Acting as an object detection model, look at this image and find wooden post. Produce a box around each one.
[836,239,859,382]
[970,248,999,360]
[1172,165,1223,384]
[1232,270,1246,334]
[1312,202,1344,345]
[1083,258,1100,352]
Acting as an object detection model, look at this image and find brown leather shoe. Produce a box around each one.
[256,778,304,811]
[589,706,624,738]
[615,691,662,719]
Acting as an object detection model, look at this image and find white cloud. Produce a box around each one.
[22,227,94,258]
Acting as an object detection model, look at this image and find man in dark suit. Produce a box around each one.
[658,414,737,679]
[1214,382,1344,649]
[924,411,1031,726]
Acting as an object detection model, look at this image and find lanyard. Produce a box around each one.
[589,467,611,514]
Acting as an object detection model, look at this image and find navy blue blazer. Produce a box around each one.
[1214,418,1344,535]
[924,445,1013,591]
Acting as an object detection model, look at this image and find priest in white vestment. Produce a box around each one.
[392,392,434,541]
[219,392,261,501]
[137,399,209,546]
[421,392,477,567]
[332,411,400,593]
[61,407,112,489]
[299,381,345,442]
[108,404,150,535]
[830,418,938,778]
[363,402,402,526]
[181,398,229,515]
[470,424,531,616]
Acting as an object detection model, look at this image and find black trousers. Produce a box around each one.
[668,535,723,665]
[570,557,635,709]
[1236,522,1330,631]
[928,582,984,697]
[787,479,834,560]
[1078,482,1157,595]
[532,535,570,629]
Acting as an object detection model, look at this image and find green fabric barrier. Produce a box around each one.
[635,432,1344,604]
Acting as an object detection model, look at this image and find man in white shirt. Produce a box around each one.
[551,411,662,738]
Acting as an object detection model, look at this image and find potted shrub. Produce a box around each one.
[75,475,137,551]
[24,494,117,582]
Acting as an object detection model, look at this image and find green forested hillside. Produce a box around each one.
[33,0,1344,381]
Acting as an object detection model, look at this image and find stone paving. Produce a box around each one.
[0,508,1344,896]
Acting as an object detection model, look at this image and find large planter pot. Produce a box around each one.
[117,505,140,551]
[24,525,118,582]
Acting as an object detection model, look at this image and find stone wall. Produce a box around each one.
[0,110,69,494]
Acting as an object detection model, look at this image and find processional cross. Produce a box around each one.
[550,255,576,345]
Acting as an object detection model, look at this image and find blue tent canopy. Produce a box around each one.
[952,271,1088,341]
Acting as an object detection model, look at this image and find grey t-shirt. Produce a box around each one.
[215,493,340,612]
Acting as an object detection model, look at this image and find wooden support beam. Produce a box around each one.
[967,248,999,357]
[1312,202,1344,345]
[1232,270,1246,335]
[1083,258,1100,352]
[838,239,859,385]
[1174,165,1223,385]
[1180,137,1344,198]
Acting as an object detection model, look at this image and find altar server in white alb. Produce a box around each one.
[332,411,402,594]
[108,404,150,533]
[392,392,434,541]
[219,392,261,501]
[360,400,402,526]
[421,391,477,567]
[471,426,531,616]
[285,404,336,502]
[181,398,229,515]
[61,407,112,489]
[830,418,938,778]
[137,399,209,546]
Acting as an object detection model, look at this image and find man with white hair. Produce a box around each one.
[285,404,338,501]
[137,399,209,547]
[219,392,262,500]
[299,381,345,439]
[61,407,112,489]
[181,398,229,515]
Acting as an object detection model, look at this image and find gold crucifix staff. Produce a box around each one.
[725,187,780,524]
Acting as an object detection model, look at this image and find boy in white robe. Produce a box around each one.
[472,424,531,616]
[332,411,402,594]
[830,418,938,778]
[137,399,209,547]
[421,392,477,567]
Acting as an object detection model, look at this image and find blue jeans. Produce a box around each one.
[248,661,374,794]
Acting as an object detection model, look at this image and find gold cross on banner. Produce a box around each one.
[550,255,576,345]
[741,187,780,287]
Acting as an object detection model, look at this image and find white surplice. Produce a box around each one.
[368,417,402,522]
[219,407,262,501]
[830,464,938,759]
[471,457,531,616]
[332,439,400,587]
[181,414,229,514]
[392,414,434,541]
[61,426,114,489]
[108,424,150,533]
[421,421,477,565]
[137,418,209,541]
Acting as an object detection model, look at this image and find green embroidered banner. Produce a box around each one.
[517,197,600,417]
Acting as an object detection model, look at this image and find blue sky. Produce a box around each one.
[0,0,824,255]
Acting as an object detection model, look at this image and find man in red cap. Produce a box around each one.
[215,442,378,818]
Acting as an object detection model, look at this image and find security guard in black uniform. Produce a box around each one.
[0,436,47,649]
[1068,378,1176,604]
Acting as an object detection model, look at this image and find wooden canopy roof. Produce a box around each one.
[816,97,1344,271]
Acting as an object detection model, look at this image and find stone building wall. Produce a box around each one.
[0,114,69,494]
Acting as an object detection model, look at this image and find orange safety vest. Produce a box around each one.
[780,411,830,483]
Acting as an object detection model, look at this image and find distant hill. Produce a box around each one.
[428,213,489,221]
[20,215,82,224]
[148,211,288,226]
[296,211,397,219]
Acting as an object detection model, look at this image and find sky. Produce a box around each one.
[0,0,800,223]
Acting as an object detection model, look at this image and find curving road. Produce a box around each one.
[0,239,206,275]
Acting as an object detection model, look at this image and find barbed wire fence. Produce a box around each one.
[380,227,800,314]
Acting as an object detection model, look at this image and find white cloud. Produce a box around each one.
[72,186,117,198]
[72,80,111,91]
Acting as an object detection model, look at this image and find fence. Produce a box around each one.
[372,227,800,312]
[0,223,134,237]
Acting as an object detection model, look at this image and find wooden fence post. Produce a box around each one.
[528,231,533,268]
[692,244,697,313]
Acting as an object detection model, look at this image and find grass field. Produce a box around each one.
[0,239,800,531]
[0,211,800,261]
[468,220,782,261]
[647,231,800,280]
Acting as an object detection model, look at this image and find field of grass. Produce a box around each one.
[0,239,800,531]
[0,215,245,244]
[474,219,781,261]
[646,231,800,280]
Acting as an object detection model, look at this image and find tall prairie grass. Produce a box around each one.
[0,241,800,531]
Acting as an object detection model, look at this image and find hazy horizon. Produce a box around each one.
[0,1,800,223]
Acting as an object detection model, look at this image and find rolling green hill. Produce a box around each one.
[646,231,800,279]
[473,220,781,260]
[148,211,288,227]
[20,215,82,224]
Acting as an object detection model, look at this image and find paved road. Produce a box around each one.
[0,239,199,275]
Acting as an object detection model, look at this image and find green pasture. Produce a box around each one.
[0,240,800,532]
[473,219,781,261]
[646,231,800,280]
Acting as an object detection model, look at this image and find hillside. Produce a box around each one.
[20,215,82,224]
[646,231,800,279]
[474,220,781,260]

**What is being asked**
How many of the lines above contain the string "gold", with case counting? Reply with the number alone.

**Answer to the exercise**
2